__Text provided__.
Segment Open
Pitkeathly Wells (spelling variants: Pitcaithly, Pitceathly, Pitkethley, etc.) is a hamlet in the Perth and Kinross area of Scotland, famed for its mineral water. The water was recommended for health during the 19th century, and was bottled for sale, sometimes carbonated. In 1910, Schweppes took over bottling the water, however, they shut down production after a fire.

==Hamlet==
Pitkeathly, historically known as Pitcaithly, is situated north of the Ochil Hills, 2 mi southwest of Bridge of Earn. Pitcaithly Bannock, a kind of bannock quite similar to a shortbread, is named for the town.
Segment Closed
__Parts of the exercise__.
**1.** Decide whether each statement agrees with the passage on Pitkeathly Wells, answering yes or no and quoting the words that settle it: (a) Schweppes began bottling the water in 1910. (b) Pitkeathly lies south of the Ochil Hills. (c) The bottled water was always carbonated.
**2.** According to the passage on Pitkeathly Wells, how far is the hamlet from Bridge of Earn, and in which direction?
**3.** Please carry on the passage on Pitkeathly Wells from its last sentence.
The listing after this note comes from a different source.

__Information supplied__.
Segment Open
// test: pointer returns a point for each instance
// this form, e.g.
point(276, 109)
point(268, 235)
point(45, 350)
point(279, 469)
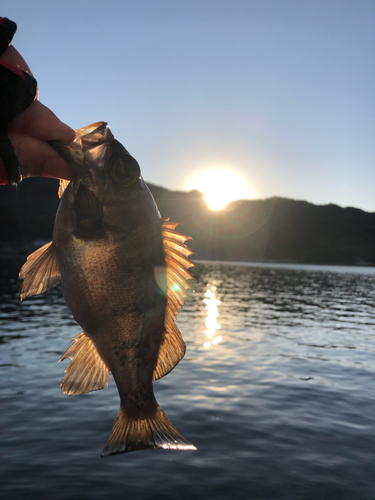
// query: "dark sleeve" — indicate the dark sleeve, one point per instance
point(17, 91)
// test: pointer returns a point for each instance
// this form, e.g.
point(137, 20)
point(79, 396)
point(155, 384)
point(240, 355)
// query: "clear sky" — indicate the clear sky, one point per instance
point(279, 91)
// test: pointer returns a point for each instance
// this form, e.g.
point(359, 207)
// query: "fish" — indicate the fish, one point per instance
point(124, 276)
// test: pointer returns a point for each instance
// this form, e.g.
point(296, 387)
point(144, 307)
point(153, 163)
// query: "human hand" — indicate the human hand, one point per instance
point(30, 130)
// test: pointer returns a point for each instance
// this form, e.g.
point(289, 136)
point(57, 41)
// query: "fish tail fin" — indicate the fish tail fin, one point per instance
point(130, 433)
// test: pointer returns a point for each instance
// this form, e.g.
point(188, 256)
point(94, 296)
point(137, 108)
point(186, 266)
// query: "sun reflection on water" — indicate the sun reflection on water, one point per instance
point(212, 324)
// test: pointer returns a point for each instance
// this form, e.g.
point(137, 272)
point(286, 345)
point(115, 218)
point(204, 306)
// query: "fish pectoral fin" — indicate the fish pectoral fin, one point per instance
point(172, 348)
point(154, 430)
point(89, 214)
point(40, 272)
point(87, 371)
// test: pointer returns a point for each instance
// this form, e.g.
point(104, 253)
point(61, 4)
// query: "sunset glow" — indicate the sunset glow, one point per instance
Segment Closed
__Answers given__.
**1.**
(a) Yes: "In 1910, Schweppes took over bottling the water"
(b) No: "situated north of the Ochil Hills"
(c) No: "sometimes carbonated"

**2.** It is 2 mi southwest of Bridge of Earn.

**3.**
==Mineral water==
The hamlet has five main wells which produce Pitkeathly mineral water, which were known in the 19th century as the East, the West, the Spout, the Dunbarny, and the Southpark. The wells had been used for restorative properties by the local community, but in 1772 the scientific community started investigating them. A scholar from Glasgow discovered that the water contained quantities of calcium, salt, magnesium and limestone. There are records of people bathing in the springs going back to 1711. By 1876, the water was bottled and sent round the country, sometimes carbonated. In addition, the owner of the land, Mr Grant of Kilgraston, had opened a mineral spa at the springs, with accommodation for guests.

Schweppes took over the springs in 1910 and subsequently bottled the water in a plant employing thirty people. In 1927, a disastrous fire ended the bottling operation. The mineral spa was closed in 1949.